● Instruction:
Working from the line that contains "Might I trouble you for the coordinates of the stone paving" down to the last line below, repeat each line exactly.

● Data for the task:
————————

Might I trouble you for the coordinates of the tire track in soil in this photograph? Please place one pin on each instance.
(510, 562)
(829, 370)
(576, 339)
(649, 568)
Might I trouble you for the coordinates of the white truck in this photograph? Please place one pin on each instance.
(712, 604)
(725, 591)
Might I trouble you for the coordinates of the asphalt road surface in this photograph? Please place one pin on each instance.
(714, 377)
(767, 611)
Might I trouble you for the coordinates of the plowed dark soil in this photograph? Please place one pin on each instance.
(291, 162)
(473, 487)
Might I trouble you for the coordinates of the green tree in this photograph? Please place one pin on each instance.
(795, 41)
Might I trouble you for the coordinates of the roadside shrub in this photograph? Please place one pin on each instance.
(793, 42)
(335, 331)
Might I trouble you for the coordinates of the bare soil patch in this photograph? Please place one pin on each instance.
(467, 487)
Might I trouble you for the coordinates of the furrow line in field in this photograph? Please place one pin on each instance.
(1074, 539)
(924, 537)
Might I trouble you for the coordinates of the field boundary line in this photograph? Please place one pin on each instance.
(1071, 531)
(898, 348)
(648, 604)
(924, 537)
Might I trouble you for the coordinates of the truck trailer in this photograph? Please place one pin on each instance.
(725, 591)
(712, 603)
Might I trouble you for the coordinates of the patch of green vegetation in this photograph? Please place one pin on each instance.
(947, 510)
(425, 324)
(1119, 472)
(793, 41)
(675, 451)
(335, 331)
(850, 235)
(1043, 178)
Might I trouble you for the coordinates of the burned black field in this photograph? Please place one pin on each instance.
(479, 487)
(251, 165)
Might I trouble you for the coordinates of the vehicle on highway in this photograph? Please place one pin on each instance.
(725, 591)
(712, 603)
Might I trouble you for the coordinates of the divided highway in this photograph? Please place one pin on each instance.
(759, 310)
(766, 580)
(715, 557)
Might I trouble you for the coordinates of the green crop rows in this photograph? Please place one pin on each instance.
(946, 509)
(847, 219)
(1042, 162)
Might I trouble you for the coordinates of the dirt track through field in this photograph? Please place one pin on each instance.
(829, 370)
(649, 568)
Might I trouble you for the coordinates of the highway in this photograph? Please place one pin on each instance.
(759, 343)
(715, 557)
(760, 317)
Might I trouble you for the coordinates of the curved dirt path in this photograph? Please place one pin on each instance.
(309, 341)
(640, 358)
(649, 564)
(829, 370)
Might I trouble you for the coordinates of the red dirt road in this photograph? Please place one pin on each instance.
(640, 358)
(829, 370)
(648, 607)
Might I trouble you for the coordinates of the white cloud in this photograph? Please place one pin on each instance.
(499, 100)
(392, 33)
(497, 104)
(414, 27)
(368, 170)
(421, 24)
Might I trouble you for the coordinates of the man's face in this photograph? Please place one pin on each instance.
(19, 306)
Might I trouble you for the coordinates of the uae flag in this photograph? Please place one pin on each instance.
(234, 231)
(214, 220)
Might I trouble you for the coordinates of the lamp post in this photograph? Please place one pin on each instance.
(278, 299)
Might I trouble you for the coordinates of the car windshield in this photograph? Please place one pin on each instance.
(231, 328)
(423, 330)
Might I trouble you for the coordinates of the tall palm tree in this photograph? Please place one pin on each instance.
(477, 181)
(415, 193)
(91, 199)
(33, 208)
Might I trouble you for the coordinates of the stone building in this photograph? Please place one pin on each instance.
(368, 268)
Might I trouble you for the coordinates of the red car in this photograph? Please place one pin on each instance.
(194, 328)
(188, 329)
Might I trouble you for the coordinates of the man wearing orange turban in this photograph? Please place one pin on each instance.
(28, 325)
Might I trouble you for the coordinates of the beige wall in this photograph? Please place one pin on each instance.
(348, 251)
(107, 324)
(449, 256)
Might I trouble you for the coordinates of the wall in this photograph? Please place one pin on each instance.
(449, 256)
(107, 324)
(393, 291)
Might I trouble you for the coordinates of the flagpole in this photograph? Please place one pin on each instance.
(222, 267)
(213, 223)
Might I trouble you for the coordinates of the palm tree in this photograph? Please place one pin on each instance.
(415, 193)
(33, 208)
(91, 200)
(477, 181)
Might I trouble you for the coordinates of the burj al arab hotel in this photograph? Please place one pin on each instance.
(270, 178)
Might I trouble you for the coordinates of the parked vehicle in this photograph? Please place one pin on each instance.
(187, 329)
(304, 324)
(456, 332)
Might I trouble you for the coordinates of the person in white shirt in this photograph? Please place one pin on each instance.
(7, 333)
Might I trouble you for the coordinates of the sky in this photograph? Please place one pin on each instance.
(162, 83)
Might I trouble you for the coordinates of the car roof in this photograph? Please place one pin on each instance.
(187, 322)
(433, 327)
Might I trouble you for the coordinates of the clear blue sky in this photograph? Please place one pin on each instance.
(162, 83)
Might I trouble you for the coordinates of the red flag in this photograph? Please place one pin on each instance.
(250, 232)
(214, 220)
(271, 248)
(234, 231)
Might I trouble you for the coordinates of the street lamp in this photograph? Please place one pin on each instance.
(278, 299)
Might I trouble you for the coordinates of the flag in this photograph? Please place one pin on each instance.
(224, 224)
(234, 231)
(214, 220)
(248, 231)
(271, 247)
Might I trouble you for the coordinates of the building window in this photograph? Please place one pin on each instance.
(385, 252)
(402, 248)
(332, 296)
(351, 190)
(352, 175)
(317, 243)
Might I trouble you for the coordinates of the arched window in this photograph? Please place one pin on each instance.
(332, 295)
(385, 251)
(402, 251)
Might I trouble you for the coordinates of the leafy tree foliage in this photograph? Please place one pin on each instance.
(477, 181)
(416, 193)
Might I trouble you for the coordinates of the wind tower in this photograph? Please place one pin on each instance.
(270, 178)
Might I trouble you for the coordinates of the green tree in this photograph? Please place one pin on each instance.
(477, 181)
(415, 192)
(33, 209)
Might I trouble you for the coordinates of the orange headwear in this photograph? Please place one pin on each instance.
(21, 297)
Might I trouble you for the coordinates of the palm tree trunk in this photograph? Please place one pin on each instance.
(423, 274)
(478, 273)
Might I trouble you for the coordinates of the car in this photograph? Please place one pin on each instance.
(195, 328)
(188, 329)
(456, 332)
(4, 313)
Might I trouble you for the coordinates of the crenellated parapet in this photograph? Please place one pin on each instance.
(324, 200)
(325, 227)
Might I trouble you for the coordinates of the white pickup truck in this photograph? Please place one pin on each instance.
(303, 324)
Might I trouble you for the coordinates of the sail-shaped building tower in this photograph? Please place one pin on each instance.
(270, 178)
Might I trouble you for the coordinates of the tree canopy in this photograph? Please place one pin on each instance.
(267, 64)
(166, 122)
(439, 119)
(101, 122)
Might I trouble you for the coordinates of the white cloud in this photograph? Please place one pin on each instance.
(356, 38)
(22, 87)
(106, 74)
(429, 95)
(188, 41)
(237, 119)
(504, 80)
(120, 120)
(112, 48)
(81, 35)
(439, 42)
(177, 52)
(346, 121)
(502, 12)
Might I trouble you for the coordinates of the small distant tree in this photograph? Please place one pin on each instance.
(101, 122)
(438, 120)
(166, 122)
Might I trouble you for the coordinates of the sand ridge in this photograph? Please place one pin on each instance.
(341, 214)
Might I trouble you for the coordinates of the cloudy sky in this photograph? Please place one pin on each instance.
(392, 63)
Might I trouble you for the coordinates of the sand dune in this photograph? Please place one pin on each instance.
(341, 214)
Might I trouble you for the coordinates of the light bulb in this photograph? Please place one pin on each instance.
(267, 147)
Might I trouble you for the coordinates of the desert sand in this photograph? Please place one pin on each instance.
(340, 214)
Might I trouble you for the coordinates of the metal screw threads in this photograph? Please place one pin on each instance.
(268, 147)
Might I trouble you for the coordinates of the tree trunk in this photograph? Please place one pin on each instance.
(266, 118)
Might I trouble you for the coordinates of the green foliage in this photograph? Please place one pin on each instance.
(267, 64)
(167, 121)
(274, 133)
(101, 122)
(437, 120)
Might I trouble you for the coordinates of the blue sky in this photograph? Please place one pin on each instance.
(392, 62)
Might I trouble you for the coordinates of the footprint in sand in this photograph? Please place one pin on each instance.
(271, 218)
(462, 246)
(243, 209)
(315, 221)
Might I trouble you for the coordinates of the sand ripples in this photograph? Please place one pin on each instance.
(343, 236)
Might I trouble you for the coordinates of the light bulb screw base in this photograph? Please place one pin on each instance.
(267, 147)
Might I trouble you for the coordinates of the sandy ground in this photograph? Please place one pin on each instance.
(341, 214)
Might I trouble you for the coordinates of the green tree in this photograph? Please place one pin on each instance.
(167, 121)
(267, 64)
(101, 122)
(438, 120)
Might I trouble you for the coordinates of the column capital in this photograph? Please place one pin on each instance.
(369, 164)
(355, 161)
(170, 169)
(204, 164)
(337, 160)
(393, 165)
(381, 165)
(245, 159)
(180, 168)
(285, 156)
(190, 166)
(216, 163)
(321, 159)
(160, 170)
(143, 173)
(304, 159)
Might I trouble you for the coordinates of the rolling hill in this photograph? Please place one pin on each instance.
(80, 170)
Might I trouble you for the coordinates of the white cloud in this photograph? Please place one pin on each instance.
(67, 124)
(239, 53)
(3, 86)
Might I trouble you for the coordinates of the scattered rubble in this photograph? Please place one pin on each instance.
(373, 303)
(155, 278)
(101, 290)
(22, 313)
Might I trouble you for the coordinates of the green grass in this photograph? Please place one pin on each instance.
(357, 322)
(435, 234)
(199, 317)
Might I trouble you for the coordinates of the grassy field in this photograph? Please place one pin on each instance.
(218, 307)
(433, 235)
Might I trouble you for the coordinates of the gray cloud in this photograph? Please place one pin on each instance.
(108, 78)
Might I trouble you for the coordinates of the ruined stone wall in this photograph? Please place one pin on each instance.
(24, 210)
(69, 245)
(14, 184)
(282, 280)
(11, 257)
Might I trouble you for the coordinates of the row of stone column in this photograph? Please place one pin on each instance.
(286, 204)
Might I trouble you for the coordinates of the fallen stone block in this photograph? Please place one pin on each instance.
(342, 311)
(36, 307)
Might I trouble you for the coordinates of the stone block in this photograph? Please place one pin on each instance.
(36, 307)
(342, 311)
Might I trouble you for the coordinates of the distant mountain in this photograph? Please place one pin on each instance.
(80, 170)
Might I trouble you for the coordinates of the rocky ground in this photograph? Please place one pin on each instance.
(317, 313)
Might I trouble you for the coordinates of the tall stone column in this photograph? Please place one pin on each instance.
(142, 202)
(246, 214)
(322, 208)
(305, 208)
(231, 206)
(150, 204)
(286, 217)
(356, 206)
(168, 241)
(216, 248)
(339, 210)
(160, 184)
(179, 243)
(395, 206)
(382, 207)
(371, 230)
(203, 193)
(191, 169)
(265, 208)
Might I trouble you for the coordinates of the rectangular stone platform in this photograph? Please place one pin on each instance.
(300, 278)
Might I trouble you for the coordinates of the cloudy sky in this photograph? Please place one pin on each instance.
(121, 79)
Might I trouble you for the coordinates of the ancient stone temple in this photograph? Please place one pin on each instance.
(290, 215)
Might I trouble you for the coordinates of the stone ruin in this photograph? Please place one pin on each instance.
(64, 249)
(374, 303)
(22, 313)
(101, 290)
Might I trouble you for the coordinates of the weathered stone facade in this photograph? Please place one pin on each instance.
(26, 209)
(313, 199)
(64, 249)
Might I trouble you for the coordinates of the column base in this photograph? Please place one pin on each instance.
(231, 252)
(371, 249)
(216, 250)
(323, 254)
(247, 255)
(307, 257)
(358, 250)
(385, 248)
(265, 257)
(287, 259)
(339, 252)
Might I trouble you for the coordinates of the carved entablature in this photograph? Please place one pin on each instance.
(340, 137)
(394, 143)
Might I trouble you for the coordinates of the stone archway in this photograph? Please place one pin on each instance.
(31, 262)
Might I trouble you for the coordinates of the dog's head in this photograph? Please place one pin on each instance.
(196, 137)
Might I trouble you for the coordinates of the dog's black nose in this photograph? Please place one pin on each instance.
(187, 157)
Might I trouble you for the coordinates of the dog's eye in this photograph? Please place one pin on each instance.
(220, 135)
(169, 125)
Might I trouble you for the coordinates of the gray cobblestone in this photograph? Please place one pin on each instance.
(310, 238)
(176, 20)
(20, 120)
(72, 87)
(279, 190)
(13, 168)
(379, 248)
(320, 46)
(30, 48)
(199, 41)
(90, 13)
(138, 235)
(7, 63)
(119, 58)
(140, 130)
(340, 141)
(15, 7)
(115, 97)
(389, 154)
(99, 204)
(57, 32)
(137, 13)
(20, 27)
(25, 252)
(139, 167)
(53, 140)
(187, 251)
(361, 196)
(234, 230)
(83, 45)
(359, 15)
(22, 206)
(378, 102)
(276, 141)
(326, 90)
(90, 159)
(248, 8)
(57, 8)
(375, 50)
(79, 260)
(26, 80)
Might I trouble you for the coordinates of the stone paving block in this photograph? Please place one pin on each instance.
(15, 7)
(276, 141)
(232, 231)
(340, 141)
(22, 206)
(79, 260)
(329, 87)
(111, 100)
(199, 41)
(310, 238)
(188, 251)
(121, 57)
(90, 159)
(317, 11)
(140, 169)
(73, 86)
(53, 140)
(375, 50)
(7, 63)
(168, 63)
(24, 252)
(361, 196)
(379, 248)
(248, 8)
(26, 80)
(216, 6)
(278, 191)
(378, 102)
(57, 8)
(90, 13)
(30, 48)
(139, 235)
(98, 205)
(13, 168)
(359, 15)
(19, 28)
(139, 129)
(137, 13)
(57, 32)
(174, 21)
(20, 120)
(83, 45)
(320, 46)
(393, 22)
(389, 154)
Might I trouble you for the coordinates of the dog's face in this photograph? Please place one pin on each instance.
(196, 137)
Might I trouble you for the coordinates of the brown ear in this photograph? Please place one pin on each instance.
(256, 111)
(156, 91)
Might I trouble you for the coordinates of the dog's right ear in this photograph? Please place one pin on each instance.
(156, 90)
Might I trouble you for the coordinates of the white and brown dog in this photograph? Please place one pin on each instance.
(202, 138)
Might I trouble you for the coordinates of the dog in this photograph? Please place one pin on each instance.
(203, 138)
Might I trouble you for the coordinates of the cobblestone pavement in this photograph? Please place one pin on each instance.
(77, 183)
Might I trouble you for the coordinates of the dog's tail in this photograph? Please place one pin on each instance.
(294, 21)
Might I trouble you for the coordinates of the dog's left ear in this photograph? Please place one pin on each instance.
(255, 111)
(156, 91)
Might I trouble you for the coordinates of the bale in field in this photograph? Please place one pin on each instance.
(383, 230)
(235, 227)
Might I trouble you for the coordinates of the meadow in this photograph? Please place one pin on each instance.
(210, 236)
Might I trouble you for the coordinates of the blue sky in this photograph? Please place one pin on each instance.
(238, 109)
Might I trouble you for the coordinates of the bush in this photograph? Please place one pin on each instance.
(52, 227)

————————

● Result of this task:
Might I trouble you for the coordinates of the stone paving block in this photograph? Please place one pin on each instance.
(15, 7)
(276, 141)
(232, 231)
(340, 141)
(22, 206)
(79, 260)
(329, 87)
(111, 100)
(199, 41)
(310, 238)
(188, 251)
(121, 57)
(90, 159)
(317, 11)
(140, 169)
(73, 86)
(53, 140)
(375, 50)
(7, 63)
(168, 63)
(24, 252)
(361, 196)
(379, 248)
(248, 8)
(26, 80)
(216, 6)
(278, 191)
(378, 102)
(57, 8)
(90, 13)
(30, 48)
(139, 235)
(98, 205)
(13, 168)
(359, 15)
(19, 28)
(139, 129)
(137, 13)
(57, 32)
(174, 21)
(20, 120)
(83, 45)
(320, 46)
(393, 22)
(389, 154)
Might I trouble you for the coordinates of the dog's face in this photograph? Please place one pin on each instance.
(196, 137)
Might I trouble you for the coordinates of the brown ear in this photograph? Please place one pin on each instance.
(256, 111)
(156, 91)
Might I trouble you for the coordinates of the dog's right ear in this photograph? Please place one pin on each instance.
(156, 90)
Might I trouble you for the coordinates of the white and brown dog in this photograph? Please place one pin on each instance.
(202, 138)
Might I trouble you for the coordinates of the dog in this photograph? Please place one pin on each instance.
(203, 138)
Might I trouble you for the coordinates of the cobblestone pavement in this photograph? Please place one pin on each instance.
(77, 183)
Might I trouble you for the coordinates of the dog's tail in this photograph? Please place one pin on each instance.
(294, 21)
Might I trouble you for the coordinates of the dog's left ear in this photograph? Please place one pin on each instance.
(255, 111)
(156, 91)
Might I trouble you for the coordinates of the bale in field in this photograph? Please place one pin on each instance.
(383, 230)
(235, 227)
Might I trouble you for the coordinates of the meadow in this photograph? Please place one pin on each instance.
(210, 236)
Might I trouble you for the coordinates of the blue sky in this photograph? Please place one pin on each instance.
(238, 109)
Might I trouble you for the coordinates of the bush in this photograph? Please place one pin on each instance.
(52, 227)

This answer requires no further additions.